▶ _Exercise brief_
Write the listing out again word for word, skipping each picture.
═════ Data records ═════
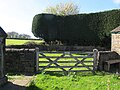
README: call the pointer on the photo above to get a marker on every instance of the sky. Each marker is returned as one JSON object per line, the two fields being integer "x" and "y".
{"x": 17, "y": 15}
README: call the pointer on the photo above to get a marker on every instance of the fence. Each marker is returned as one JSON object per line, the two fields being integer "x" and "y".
{"x": 66, "y": 61}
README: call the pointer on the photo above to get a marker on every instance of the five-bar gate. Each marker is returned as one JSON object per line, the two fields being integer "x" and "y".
{"x": 66, "y": 61}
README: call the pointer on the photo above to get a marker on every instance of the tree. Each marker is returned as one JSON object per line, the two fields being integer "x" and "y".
{"x": 63, "y": 9}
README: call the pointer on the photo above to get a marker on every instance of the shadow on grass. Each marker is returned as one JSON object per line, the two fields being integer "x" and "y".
{"x": 57, "y": 74}
{"x": 11, "y": 86}
{"x": 33, "y": 87}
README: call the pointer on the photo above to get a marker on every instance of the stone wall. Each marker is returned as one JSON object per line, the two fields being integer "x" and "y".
{"x": 20, "y": 61}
═════
▶ _The answer_
README: call the pointer on the photo above to get a marker on every instance of the sky. Each marker is returned as one JSON object per line, the two fields being integer "x" and "y".
{"x": 17, "y": 15}
README: call the pointer on the photo above to get a marker on every instance of the fence. Each marker is returned as one JSON object per line, the two fields being integer "x" and "y".
{"x": 66, "y": 61}
README: call the pointer on the photo above to get a marker on every instance of the five-bar gate. Each marker is returned as one JSON object per line, the two fields being integer "x" and "y".
{"x": 66, "y": 61}
README: call the pointer on the photo above to get a marker on every instance of the tree. Each marker is returned as one JSON object per line, the two fields being integer "x" and "y".
{"x": 63, "y": 9}
README: call the pointer on the photo above to get a marker on every instance of the shadow on grass. Each marker is returned as one JSON object per line, the two fields being integer "x" and "y".
{"x": 57, "y": 74}
{"x": 11, "y": 86}
{"x": 33, "y": 87}
README: call the pointer on the photo above to get a marker on every instance of the stone wall. Each marker is returned as one JSON object per line, the two fields being integer "x" and "y".
{"x": 20, "y": 61}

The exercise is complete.